_Texte_
>>>>>

Madame de Béranger resta, je crois, six semaines avec nous, et ne partit que lorsque ma grand'mère fut hors de tout danger. Mais cette dame, si elle eut du chagrin ou de l'inquiétude, ne le fit pas beaucoup paraître, et je doute qu'elle eût le cœur bien tendre. Je ne sais, en vérité, pourquoi ma bonne maman, qui avait un si grand besoin de tendresse, s'était particulièrement attachée à cette femme hautaine et impérieuse en qui je n'ai jamais pu découvrir le moindre charme d'esprit ou de caractère.

<<<<<

_Travail à faire_
Reproduisez mot pour mot le passage du texte situé entre « Madame de Béranger » et « ou de caractère. », ces deux extraits compris. Les lignes ci-dessous ne jouent aucun rôle ici.

_Données sources_

>>>>>

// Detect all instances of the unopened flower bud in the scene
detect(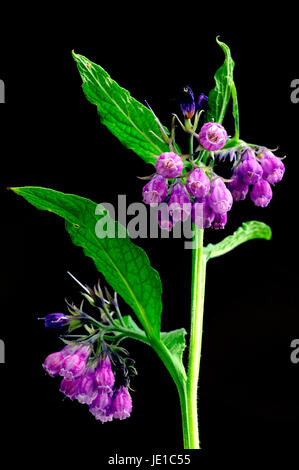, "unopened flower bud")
[236,149,263,184]
[199,122,228,151]
[180,86,195,119]
[191,197,215,229]
[44,313,70,330]
[250,179,272,207]
[227,173,249,201]
[208,178,233,214]
[168,181,192,224]
[213,212,227,230]
[142,175,167,207]
[155,152,183,178]
[111,386,132,419]
[260,150,285,184]
[186,168,210,199]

<<<<<

_Réponse attendue_
Madame de Béranger resta, je crois, six semaines avec nous, et ne partit que lorsque ma grand'mère fut hors de tout danger. Mais cette dame, si elle eut du chagrin ou de l'inquiétude, ne le fit pas beaucoup paraître, et je doute qu'elle eût le cœur bien tendre. Je ne sais, en vérité, pourquoi ma bonne maman, qui avait un si grand besoin de tendresse, s'était particulièrement attachée à cette femme hautaine et impérieuse en qui je n'ai jamais pu découvrir le moindre charme d'esprit ou de caractère.